__Task requirements__. Return the line containing "the sky in the photo above." and all lines after it exactly; stop at the end of the material.

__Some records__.
........

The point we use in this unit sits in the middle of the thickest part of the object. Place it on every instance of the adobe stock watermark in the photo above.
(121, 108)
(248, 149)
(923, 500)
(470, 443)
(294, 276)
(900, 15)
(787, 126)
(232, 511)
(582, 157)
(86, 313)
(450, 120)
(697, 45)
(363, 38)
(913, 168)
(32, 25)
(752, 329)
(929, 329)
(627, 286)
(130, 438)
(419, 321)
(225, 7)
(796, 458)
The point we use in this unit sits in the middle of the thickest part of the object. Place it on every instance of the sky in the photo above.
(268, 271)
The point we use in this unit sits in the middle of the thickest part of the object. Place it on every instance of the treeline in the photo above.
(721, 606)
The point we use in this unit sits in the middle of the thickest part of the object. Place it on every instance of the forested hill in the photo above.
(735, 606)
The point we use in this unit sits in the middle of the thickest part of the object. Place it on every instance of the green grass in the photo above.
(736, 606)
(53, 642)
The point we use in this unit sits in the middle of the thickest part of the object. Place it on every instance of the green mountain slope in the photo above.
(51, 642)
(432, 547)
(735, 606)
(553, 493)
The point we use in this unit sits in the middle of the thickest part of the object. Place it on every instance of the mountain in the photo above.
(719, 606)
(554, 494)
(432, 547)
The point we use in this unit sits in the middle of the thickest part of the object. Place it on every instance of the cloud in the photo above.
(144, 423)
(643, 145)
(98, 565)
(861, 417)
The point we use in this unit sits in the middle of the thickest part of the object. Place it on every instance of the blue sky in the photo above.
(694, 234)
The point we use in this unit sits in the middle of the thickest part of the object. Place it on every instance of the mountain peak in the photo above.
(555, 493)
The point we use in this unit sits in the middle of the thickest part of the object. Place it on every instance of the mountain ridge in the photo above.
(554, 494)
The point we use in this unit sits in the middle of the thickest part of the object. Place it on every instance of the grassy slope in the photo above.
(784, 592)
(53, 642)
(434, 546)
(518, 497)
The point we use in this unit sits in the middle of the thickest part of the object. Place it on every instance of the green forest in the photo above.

........

__Response to the exercise__.
The point we use in this unit sits in the middle of the thickest part of the object. Place it on every instance of the sky in the photo above.
(268, 271)
The point we use in this unit sits in the middle of the thickest part of the object. Place it on every instance of the treeline in the photo above.
(721, 606)
The point we use in this unit sits in the middle of the thickest part of the object. Place it on every instance of the forested hill in the photo above.
(735, 606)
The point we use in this unit sits in the middle of the thickest part of the object. Place it on every instance of the green grass in the photo above.
(736, 606)
(53, 642)
The point we use in this unit sits in the middle of the thickest part of the object. Place it on every instance of the green mountain slope in the photo above.
(51, 642)
(432, 547)
(735, 606)
(553, 493)
The point we use in this unit sits in the middle of the thickest part of the object. Place it on every instance of the mountain in the photo above.
(719, 606)
(554, 494)
(432, 547)
The point we use in this unit sits in the middle of the thickest part of the object. Place it on every instance of the cloud in the photo above.
(144, 423)
(643, 145)
(98, 565)
(861, 417)
The point we use in this unit sits in the middle of the thickest part of the object. Place it on every instance of the blue sky in the photo above.
(694, 234)
The point we use in this unit sits in the middle of the thickest part of the object. Place it on every instance of the mountain peak in the photo above.
(555, 493)
The point we use in this unit sits in the middle of the thickest part of the object. Place it on every instance of the mountain ridge in the photo above.
(554, 494)
The point we use in this unit sits in the middle of the thickest part of the object. Place it on every instance of the grassy slope in the photo above.
(784, 592)
(53, 642)
(434, 546)
(518, 497)
The point we use in this unit sits in the middle of the thickest part of the object. Place it on every instance of the green forest in the photo above.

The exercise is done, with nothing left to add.